>> begin Selection
My first solo backpacking adventure.

Photo Credit Kate Nitzschke, sunset photo on the Presi Traverse

Doing anything alone is hard for a lot of people - we are social creatures, even us introverts, so it takes courage to decide to be alone. Only, doing something by ourselves is the biggest test of our resolve. We face the opinions of other people - expressions of concern, lack of encouragement, or intimidating expectation of success. Yet the more times we do something alone, the more we practice putting our foot down and doing what is the best for us. This is what I did on my first time backpacking alone. The results were exhilarating.

My crazy idea came one day at the dining hall in college. I’m a graduate of Adventure Education, so most of my friends are very experienced outdoorsy individuals. My friends were discussing the Presidential Traverse, a famous route in New Hampshire that only experienced hikers should ever try. The best part was that they weren’t going to invite me - as far as I recall they were discussing possibly doing it over our next break, and I wasn’t included in the conversation. Then it occurred to me that I had two years of experience under my belt and I would like to do it. I had just returned from a summer internship that left me in some of the best shape I had ever been in my life. It dawned on me that if I could borrow a car and study the weather excessively, I could accomplish this over the break. I didn’t know what the cost would be until I started planning.
>> end Selection
>> begin Data records
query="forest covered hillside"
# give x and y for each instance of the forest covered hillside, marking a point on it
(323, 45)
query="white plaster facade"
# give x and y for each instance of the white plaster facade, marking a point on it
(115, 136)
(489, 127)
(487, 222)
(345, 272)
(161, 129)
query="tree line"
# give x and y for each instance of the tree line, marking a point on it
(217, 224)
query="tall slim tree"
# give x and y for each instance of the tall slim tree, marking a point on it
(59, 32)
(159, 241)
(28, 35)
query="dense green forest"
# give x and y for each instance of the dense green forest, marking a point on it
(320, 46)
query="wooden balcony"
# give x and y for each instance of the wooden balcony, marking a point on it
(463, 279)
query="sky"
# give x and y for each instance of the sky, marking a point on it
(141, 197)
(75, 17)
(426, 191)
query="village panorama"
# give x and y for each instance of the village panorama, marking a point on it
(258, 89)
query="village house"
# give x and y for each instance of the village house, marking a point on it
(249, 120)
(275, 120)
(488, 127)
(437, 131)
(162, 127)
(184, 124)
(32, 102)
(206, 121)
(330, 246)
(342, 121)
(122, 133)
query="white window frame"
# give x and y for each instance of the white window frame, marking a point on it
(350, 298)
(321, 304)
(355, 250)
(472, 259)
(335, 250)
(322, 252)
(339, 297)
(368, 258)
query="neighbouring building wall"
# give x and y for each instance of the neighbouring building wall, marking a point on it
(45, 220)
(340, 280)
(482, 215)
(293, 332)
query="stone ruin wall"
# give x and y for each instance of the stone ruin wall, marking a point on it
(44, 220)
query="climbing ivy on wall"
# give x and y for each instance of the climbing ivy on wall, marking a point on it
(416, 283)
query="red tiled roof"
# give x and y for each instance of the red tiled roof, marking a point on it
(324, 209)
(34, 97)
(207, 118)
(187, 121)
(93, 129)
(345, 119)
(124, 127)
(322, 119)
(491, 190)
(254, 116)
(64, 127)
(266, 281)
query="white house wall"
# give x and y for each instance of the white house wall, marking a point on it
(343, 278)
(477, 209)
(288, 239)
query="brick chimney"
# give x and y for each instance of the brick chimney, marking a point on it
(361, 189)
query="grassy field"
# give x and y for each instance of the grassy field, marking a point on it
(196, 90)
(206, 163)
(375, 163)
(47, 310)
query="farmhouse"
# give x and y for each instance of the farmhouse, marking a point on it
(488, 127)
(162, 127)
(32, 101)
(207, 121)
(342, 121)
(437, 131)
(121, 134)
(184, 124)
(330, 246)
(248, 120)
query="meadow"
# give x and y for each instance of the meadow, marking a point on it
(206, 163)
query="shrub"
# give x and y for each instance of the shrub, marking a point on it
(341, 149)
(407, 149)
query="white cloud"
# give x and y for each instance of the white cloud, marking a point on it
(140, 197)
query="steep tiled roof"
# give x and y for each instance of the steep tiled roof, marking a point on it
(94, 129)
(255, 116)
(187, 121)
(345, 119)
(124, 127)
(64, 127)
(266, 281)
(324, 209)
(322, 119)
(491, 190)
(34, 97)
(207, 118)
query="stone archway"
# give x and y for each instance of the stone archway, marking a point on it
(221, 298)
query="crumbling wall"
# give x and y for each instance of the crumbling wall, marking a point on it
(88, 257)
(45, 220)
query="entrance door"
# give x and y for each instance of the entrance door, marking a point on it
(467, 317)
>> end Data records
### Task requirements
1. Reproduce the backpacking account in full, word for word.
2. Pick out each line of the records that contains the word "neighbouring".

### List of solutions
1.
My first solo backpacking adventure.

Photo Credit Kate Nitzschke, sunset photo on the Presi Traverse

Doing anything alone is hard for a lot of people - we are social creatures, even us introverts, so it takes courage to decide to be alone. Only, doing something by ourselves is the biggest test of our resolve. We face the opinions of other people - expressions of concern, lack of encouragement, or intimidating expectation of success. Yet the more times we do something alone, the more we practice putting our foot down and doing what is the best for us. This is what I did on my first time backpacking alone. The results were exhilarating.

My crazy idea came one day at the dining hall in college. I’m a graduate of Adventure Education, so most of my friends are very experienced outdoorsy individuals. My friends were discussing the Presidential Traverse, a famous route in New Hampshire that only experienced hikers should ever try. The best part was that they weren’t going to invite me - as far as I recall they were discussing possibly doing it over our next break, and I wasn’t included in the conversation. Then it occurred to me that I had two years of experience under my belt and I would like to do it. I had just returned from a summer internship that left me in some of the best shape I had ever been in my life. It dawned on me that if I could borrow a car and study the weather excessively, I could accomplish this over the break. I didn’t know what the cost would be until I started planning.

2.
query="neighbouring building wall"
# give x and y for each instance of the neighbouring building wall, marking a point on it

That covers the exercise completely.